* Work required *
Copy every line from the one containing "of the colorful" through the last line of the records below, both included, and nothing else.

**** Task input ****

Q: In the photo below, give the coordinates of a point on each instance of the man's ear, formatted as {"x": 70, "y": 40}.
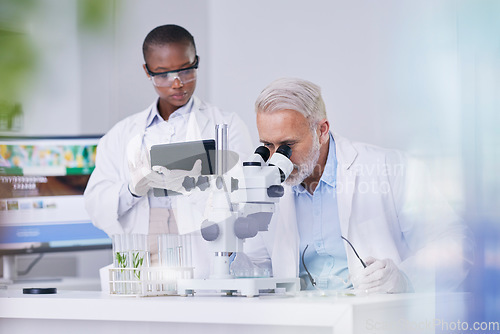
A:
{"x": 324, "y": 131}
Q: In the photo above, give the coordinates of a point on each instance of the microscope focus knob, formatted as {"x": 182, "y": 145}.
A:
{"x": 209, "y": 230}
{"x": 275, "y": 191}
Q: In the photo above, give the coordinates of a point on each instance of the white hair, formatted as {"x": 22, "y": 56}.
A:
{"x": 293, "y": 94}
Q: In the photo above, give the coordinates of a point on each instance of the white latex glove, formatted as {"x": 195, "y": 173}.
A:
{"x": 382, "y": 276}
{"x": 172, "y": 179}
{"x": 138, "y": 164}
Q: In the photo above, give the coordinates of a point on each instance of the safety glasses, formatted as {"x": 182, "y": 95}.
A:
{"x": 166, "y": 79}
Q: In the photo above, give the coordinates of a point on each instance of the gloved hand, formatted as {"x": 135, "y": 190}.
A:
{"x": 381, "y": 276}
{"x": 173, "y": 179}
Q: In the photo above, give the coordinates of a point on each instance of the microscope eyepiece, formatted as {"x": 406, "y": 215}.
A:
{"x": 285, "y": 150}
{"x": 263, "y": 152}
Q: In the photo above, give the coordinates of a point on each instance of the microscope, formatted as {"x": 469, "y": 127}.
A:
{"x": 240, "y": 208}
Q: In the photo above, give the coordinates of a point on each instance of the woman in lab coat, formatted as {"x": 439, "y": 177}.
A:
{"x": 117, "y": 198}
{"x": 388, "y": 208}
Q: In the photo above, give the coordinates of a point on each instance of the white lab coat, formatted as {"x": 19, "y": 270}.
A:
{"x": 108, "y": 184}
{"x": 388, "y": 208}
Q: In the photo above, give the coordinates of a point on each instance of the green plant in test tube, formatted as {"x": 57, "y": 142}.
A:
{"x": 121, "y": 258}
{"x": 137, "y": 262}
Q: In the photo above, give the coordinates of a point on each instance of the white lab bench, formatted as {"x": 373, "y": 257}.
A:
{"x": 95, "y": 312}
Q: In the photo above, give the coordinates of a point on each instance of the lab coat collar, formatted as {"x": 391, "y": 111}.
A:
{"x": 194, "y": 105}
{"x": 344, "y": 151}
{"x": 330, "y": 171}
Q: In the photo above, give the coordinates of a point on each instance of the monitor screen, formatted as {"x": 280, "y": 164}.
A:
{"x": 42, "y": 180}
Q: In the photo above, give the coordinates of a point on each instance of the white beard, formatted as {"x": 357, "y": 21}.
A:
{"x": 307, "y": 167}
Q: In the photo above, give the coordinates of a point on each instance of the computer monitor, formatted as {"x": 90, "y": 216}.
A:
{"x": 42, "y": 180}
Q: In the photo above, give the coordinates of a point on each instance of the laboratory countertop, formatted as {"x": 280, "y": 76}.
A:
{"x": 351, "y": 314}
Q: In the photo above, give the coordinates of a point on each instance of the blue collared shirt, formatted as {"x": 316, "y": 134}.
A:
{"x": 319, "y": 229}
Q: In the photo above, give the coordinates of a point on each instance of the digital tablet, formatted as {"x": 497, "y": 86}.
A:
{"x": 183, "y": 156}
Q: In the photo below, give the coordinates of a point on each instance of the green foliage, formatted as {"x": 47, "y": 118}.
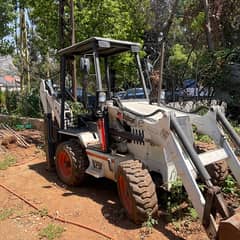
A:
{"x": 51, "y": 232}
{"x": 12, "y": 100}
{"x": 178, "y": 56}
{"x": 29, "y": 104}
{"x": 7, "y": 16}
{"x": 198, "y": 22}
{"x": 23, "y": 104}
{"x": 8, "y": 161}
{"x": 230, "y": 186}
{"x": 5, "y": 213}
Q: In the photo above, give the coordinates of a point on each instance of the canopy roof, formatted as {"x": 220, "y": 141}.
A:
{"x": 104, "y": 47}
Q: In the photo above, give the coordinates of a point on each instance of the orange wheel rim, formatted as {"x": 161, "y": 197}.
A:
{"x": 64, "y": 164}
{"x": 125, "y": 194}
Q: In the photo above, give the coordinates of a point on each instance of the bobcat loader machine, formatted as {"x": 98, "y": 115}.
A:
{"x": 139, "y": 145}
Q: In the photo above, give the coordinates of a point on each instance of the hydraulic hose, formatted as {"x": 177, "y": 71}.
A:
{"x": 175, "y": 126}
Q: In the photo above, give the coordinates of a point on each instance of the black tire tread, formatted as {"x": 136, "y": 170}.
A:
{"x": 78, "y": 159}
{"x": 141, "y": 188}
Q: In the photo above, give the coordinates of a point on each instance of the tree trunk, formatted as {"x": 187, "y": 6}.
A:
{"x": 208, "y": 25}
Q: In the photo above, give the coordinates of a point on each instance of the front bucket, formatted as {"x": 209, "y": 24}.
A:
{"x": 230, "y": 229}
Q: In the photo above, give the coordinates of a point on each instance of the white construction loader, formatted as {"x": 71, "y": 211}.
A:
{"x": 130, "y": 141}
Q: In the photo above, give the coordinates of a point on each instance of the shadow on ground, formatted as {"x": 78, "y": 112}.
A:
{"x": 102, "y": 191}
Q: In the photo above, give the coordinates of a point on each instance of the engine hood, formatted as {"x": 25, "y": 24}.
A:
{"x": 144, "y": 108}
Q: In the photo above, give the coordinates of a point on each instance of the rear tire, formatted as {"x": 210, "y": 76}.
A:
{"x": 71, "y": 163}
{"x": 218, "y": 172}
{"x": 136, "y": 191}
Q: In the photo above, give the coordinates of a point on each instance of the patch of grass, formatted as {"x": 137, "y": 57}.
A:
{"x": 8, "y": 161}
{"x": 193, "y": 213}
{"x": 230, "y": 186}
{"x": 6, "y": 213}
{"x": 43, "y": 212}
{"x": 51, "y": 232}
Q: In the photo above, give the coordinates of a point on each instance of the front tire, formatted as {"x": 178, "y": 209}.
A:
{"x": 136, "y": 191}
{"x": 71, "y": 163}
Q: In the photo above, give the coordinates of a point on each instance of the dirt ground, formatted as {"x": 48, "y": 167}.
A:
{"x": 95, "y": 204}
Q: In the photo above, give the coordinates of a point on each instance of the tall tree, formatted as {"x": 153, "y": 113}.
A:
{"x": 6, "y": 26}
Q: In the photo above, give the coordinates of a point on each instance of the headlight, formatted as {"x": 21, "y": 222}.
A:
{"x": 102, "y": 97}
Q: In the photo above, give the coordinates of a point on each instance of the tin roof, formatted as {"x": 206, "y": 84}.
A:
{"x": 104, "y": 47}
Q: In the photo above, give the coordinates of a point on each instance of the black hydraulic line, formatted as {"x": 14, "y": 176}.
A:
{"x": 175, "y": 126}
{"x": 228, "y": 127}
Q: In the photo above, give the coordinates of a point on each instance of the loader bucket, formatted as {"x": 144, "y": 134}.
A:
{"x": 230, "y": 229}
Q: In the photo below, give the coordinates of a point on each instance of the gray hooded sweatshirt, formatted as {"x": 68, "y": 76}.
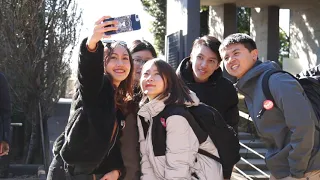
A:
{"x": 289, "y": 130}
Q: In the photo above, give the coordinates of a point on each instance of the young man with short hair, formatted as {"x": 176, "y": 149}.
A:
{"x": 288, "y": 128}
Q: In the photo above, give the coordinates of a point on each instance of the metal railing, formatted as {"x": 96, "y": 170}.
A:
{"x": 247, "y": 117}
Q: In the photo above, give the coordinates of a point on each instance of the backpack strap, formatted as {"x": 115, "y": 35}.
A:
{"x": 206, "y": 153}
{"x": 145, "y": 126}
{"x": 265, "y": 84}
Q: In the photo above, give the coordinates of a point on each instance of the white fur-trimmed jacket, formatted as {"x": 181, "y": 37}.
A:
{"x": 181, "y": 160}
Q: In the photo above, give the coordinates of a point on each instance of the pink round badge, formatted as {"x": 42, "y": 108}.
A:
{"x": 267, "y": 104}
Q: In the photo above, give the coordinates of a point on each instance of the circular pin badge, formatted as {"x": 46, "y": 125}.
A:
{"x": 267, "y": 104}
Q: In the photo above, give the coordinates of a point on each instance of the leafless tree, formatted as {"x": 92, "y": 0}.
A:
{"x": 37, "y": 38}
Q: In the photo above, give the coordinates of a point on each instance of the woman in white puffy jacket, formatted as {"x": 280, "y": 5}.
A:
{"x": 168, "y": 144}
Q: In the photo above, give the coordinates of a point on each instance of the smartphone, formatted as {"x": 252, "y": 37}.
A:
{"x": 125, "y": 24}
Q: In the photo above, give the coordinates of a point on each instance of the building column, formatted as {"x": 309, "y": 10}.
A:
{"x": 305, "y": 36}
{"x": 264, "y": 29}
{"x": 223, "y": 22}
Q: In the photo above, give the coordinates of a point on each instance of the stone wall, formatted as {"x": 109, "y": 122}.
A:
{"x": 305, "y": 36}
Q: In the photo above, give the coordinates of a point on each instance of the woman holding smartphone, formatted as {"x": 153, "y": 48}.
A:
{"x": 91, "y": 147}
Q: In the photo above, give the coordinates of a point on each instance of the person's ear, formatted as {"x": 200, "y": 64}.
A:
{"x": 254, "y": 54}
{"x": 218, "y": 65}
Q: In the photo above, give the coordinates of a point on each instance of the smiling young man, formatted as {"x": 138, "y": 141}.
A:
{"x": 288, "y": 130}
{"x": 202, "y": 74}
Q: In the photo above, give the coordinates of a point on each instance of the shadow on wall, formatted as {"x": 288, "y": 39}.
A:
{"x": 305, "y": 36}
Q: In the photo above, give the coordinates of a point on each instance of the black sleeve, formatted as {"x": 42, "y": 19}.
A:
{"x": 90, "y": 71}
{"x": 5, "y": 110}
{"x": 231, "y": 115}
{"x": 114, "y": 161}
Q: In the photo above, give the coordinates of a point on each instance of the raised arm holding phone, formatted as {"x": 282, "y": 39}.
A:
{"x": 90, "y": 148}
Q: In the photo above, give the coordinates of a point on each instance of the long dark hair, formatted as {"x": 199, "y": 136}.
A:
{"x": 143, "y": 45}
{"x": 124, "y": 91}
{"x": 175, "y": 87}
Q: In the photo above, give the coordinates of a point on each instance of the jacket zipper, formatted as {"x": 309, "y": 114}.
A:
{"x": 114, "y": 140}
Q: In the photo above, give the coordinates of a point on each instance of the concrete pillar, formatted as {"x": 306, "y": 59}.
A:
{"x": 222, "y": 20}
{"x": 273, "y": 33}
{"x": 305, "y": 36}
{"x": 264, "y": 28}
{"x": 184, "y": 15}
{"x": 259, "y": 30}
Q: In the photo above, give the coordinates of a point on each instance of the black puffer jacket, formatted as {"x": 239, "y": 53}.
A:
{"x": 91, "y": 144}
{"x": 217, "y": 92}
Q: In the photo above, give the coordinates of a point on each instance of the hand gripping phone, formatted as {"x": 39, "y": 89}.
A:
{"x": 125, "y": 24}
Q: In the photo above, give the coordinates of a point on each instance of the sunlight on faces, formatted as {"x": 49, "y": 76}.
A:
{"x": 204, "y": 63}
{"x": 140, "y": 58}
{"x": 238, "y": 60}
{"x": 151, "y": 82}
{"x": 118, "y": 64}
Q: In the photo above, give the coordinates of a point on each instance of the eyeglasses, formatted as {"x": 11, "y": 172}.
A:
{"x": 140, "y": 61}
{"x": 109, "y": 42}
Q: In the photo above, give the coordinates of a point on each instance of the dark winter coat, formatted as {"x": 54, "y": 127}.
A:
{"x": 91, "y": 141}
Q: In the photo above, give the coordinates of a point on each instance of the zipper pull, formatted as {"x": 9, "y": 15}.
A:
{"x": 261, "y": 112}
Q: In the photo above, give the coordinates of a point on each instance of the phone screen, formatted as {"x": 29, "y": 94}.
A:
{"x": 125, "y": 24}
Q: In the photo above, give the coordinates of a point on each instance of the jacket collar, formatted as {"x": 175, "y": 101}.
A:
{"x": 155, "y": 106}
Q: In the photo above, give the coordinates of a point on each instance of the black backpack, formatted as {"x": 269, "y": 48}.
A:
{"x": 207, "y": 121}
{"x": 310, "y": 82}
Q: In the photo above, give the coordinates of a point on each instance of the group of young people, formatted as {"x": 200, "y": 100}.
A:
{"x": 122, "y": 91}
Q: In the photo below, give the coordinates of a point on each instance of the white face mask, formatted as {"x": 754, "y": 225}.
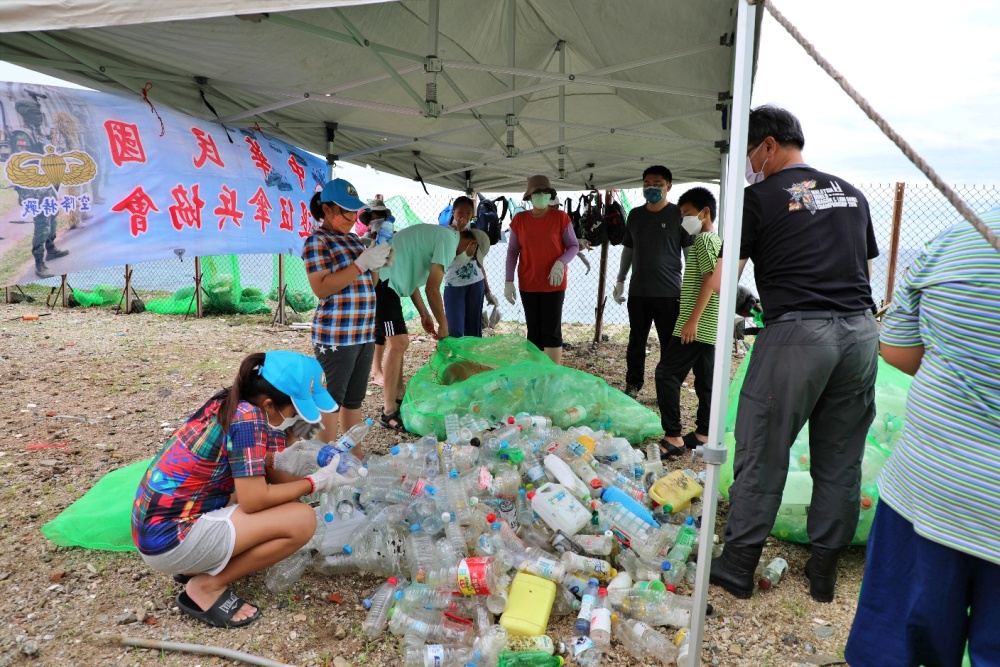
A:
{"x": 751, "y": 175}
{"x": 691, "y": 224}
{"x": 540, "y": 199}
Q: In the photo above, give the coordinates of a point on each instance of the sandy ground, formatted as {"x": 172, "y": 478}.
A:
{"x": 133, "y": 379}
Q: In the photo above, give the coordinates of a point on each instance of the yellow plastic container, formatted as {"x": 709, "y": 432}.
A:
{"x": 675, "y": 491}
{"x": 529, "y": 603}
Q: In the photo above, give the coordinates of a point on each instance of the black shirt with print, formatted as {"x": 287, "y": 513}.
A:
{"x": 809, "y": 235}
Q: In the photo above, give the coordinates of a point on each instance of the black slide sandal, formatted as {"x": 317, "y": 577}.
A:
{"x": 220, "y": 613}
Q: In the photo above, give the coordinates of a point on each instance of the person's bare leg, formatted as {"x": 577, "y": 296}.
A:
{"x": 262, "y": 539}
{"x": 331, "y": 422}
{"x": 378, "y": 375}
{"x": 349, "y": 418}
{"x": 393, "y": 369}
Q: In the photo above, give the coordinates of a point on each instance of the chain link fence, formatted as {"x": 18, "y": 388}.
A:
{"x": 923, "y": 213}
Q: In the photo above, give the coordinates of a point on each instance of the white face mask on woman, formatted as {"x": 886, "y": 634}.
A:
{"x": 541, "y": 200}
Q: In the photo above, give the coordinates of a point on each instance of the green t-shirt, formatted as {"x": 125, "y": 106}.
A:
{"x": 702, "y": 258}
{"x": 416, "y": 248}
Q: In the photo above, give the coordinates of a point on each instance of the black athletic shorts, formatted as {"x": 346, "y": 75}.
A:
{"x": 388, "y": 313}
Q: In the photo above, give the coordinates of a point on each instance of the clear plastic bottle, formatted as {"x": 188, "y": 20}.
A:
{"x": 587, "y": 601}
{"x": 378, "y": 606}
{"x": 282, "y": 575}
{"x": 644, "y": 642}
{"x": 594, "y": 567}
{"x": 600, "y": 621}
{"x": 772, "y": 574}
{"x": 454, "y": 534}
{"x": 436, "y": 655}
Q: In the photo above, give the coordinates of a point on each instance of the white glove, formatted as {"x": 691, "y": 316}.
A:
{"x": 303, "y": 430}
{"x": 556, "y": 274}
{"x": 327, "y": 478}
{"x": 509, "y": 292}
{"x": 373, "y": 258}
{"x": 619, "y": 294}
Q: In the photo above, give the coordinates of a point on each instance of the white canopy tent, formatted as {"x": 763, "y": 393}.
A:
{"x": 470, "y": 94}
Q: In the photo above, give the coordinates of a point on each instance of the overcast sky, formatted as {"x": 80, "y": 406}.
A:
{"x": 931, "y": 69}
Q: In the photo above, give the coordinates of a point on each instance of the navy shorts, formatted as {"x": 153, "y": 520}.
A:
{"x": 922, "y": 601}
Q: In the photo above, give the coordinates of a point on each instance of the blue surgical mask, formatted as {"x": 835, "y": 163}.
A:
{"x": 653, "y": 195}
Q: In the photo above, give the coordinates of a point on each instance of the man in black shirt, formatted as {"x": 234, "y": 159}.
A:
{"x": 652, "y": 250}
{"x": 811, "y": 239}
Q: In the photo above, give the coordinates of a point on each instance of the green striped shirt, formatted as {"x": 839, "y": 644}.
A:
{"x": 944, "y": 476}
{"x": 702, "y": 258}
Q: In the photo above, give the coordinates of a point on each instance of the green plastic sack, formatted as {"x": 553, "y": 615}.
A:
{"x": 504, "y": 375}
{"x": 891, "y": 389}
{"x": 102, "y": 517}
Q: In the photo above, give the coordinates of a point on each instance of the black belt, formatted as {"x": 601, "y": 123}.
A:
{"x": 799, "y": 315}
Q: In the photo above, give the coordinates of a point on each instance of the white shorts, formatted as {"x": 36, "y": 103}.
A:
{"x": 206, "y": 548}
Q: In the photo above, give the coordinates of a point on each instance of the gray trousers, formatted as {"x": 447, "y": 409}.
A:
{"x": 804, "y": 367}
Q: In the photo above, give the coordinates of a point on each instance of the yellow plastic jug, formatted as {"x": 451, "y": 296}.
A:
{"x": 529, "y": 603}
{"x": 675, "y": 491}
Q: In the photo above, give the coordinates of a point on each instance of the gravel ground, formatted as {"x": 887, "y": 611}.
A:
{"x": 133, "y": 379}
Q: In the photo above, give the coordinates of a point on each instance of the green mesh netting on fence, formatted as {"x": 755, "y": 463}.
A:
{"x": 504, "y": 375}
{"x": 222, "y": 292}
{"x": 891, "y": 389}
{"x": 101, "y": 295}
{"x": 102, "y": 517}
{"x": 298, "y": 293}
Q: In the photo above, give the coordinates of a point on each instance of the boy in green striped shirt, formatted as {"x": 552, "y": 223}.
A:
{"x": 692, "y": 345}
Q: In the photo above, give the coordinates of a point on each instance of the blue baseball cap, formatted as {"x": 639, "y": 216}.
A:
{"x": 343, "y": 194}
{"x": 302, "y": 378}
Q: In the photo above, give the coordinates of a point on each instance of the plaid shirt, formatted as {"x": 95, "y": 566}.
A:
{"x": 346, "y": 317}
{"x": 193, "y": 474}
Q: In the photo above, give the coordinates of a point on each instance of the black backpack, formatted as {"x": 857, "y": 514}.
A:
{"x": 589, "y": 216}
{"x": 614, "y": 221}
{"x": 487, "y": 218}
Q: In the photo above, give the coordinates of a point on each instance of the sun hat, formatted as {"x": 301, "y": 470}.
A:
{"x": 483, "y": 240}
{"x": 302, "y": 378}
{"x": 536, "y": 183}
{"x": 365, "y": 217}
{"x": 341, "y": 193}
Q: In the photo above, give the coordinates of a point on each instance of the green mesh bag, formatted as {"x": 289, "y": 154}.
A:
{"x": 101, "y": 295}
{"x": 102, "y": 517}
{"x": 298, "y": 292}
{"x": 504, "y": 375}
{"x": 891, "y": 389}
{"x": 223, "y": 294}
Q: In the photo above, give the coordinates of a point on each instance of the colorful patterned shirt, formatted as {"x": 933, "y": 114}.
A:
{"x": 944, "y": 476}
{"x": 346, "y": 317}
{"x": 193, "y": 474}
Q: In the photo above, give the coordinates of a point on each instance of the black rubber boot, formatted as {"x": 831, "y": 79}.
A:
{"x": 734, "y": 570}
{"x": 52, "y": 252}
{"x": 821, "y": 571}
{"x": 41, "y": 270}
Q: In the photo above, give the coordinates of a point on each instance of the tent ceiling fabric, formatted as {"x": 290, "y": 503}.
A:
{"x": 647, "y": 79}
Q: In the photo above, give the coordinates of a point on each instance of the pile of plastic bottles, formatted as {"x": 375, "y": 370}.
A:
{"x": 487, "y": 535}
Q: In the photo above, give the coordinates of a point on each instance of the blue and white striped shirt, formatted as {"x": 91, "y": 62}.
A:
{"x": 944, "y": 477}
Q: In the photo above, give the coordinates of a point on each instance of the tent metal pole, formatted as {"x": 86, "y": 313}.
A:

****

* Exercise output *
Q: In the photo above, give the coordinates of a point on each instance of the colorful patterned shirt, formatted as {"x": 933, "y": 114}.
A:
{"x": 944, "y": 476}
{"x": 346, "y": 317}
{"x": 193, "y": 474}
Q: In the photo above, give the coordinates of a point on each instance of the black rubber boot, formatted as {"x": 831, "y": 79}.
A:
{"x": 734, "y": 570}
{"x": 52, "y": 252}
{"x": 821, "y": 571}
{"x": 41, "y": 270}
Q: In the photo above, give the coordinates of a point on each instance of the tent ceiling fabric, formatted as {"x": 290, "y": 503}.
A:
{"x": 647, "y": 79}
Q: In the photo above, give the coordinates of a point on each instance of the pile of plastic bottles, formatted as {"x": 375, "y": 370}.
A:
{"x": 487, "y": 535}
Q: In the photo above, give the coordinates of a point on each instance of the blue and white striped shirt, formatted as {"x": 91, "y": 62}.
A:
{"x": 944, "y": 477}
Q: In the photo above, give the coordinates of a point on each instance of the tent metal pole, formatted as {"x": 86, "y": 313}.
A:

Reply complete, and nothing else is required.